Your task. Copy every item below word for word, leaving the pictures out.

Stored data.
= = = = =
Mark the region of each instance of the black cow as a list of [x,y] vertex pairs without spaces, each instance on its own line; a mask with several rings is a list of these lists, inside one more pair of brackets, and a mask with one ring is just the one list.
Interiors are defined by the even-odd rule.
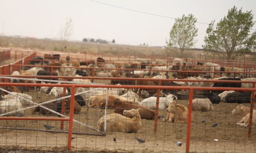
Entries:
[[[175,83],[172,81],[164,81],[162,82],[162,85],[163,86],[180,86],[181,85]],[[176,90],[170,90],[170,89],[163,89],[163,92],[164,93],[167,93],[170,92],[176,92]]]
[[69,61],[70,60],[70,57],[69,57],[69,56],[67,56],[66,57],[66,60],[67,61]]
[[59,54],[53,54],[52,56],[53,57],[53,60],[56,61],[60,60],[60,55]]
[[[59,113],[61,113],[61,108],[62,107],[62,101],[54,102],[42,105],[51,110],[53,110]],[[45,109],[39,107],[36,107],[33,110],[33,112],[39,112],[40,114],[45,115],[55,115],[56,114],[52,113]]]
[[69,57],[69,56],[67,56],[66,57],[66,60],[67,61],[68,63],[69,63],[69,61],[70,61],[70,57]]
[[[33,59],[36,60],[37,61],[33,61]],[[41,65],[42,66],[44,64],[43,61],[40,61],[37,60],[43,60],[45,59],[44,57],[40,57],[39,56],[36,56],[33,57],[31,61],[29,62],[29,65],[35,65],[36,64],[41,63]]]
[[47,89],[47,91],[46,92],[46,94],[49,94],[50,92],[51,92],[51,89],[53,88],[53,87],[49,87],[48,89]]
[[75,101],[76,101],[81,106],[85,106],[85,101],[80,95],[75,96]]
[[95,61],[84,61],[80,62],[80,66],[87,66],[90,64],[93,64]]
[[225,97],[227,103],[250,103],[252,92],[234,92],[228,94]]
[[[240,78],[222,78],[218,80],[231,80],[231,81],[241,81]],[[233,83],[229,82],[215,82],[213,85],[213,87],[241,87],[241,83]],[[222,91],[213,91],[212,92],[215,92],[217,94],[219,94],[223,92],[225,90]]]
[[203,62],[201,62],[200,61],[197,62],[197,65],[198,66],[203,66]]
[[88,76],[88,74],[86,72],[85,70],[76,70],[76,74],[82,76]]
[[97,62],[105,62],[105,60],[104,59],[102,59],[101,57],[98,57],[97,58]]
[[[38,72],[36,75],[38,76],[58,76],[58,74],[56,72],[53,72],[52,75],[51,74],[51,72],[48,71],[39,71]],[[48,77],[41,78],[42,79],[46,79],[49,80],[58,80],[58,78],[56,79],[49,79]],[[51,83],[57,83],[56,82],[52,82]]]
[[214,92],[203,92],[202,94],[205,96],[205,98],[208,98],[213,104],[218,104],[220,102],[220,97],[217,94]]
= = = = =
Reply.
Mark the region of each instance of the black cow as a list of [x,y] vertex pairs without spaces, each instance on its own line; a mask with several rings is a list of these lists, inside one more pair of brackets, and a mask with one ring is just the one list.
Interiors are defined by the even-odd rule.
Entries:
[[[175,83],[172,81],[164,81],[162,82],[162,85],[163,86],[180,86],[181,85]],[[176,90],[170,90],[170,89],[163,89],[163,92],[164,93],[167,93],[170,92],[176,92]]]
[[69,61],[70,60],[70,57],[69,57],[69,56],[67,56],[66,57],[66,60],[67,61]]
[[59,54],[53,54],[52,56],[53,57],[53,60],[56,61],[60,60],[60,55]]
[[[59,113],[61,113],[61,108],[62,107],[62,101],[54,102],[42,105],[51,110],[53,110]],[[45,109],[39,107],[36,107],[33,110],[33,112],[39,112],[40,114],[45,115],[55,115],[56,114],[52,113]]]
[[69,57],[69,56],[67,56],[66,57],[66,60],[67,61],[68,63],[69,63],[69,61],[70,61],[70,57]]
[[[33,59],[36,60],[37,61],[33,61]],[[41,65],[42,66],[44,64],[43,61],[40,61],[37,60],[43,60],[45,59],[44,57],[40,57],[39,56],[36,56],[33,57],[31,61],[29,62],[29,65],[35,65],[36,64],[41,63]]]
[[47,89],[47,91],[46,92],[46,94],[49,94],[50,92],[51,92],[51,89],[53,88],[53,87],[49,87],[48,89]]
[[75,101],[76,101],[81,106],[85,106],[85,101],[80,95],[75,96]]
[[95,61],[84,61],[80,62],[80,66],[87,66],[90,64],[93,64]]
[[225,97],[227,103],[250,103],[252,92],[234,92],[228,94]]
[[[240,78],[222,78],[218,80],[231,80],[231,81],[241,81]],[[233,83],[229,82],[215,82],[213,85],[213,87],[241,87],[241,83]],[[222,91],[213,91],[212,92],[215,92],[217,94],[219,94],[223,92],[225,90]]]
[[203,62],[201,62],[200,61],[197,62],[197,65],[198,66],[203,66]]
[[88,76],[88,74],[86,72],[85,70],[76,70],[76,74],[82,76]]
[[97,62],[105,62],[105,60],[104,59],[102,59],[101,57],[98,57],[97,58]]
[[[38,72],[36,75],[38,76],[58,76],[58,74],[56,72],[53,72],[52,75],[51,74],[51,72],[48,71],[39,71]],[[48,77],[41,78],[42,79],[46,79],[49,80],[58,80],[58,78],[56,79],[49,79]],[[51,83],[57,83],[56,82],[52,82]]]
[[214,92],[203,92],[202,94],[205,96],[205,98],[208,98],[213,104],[218,104],[220,102],[220,97],[217,94]]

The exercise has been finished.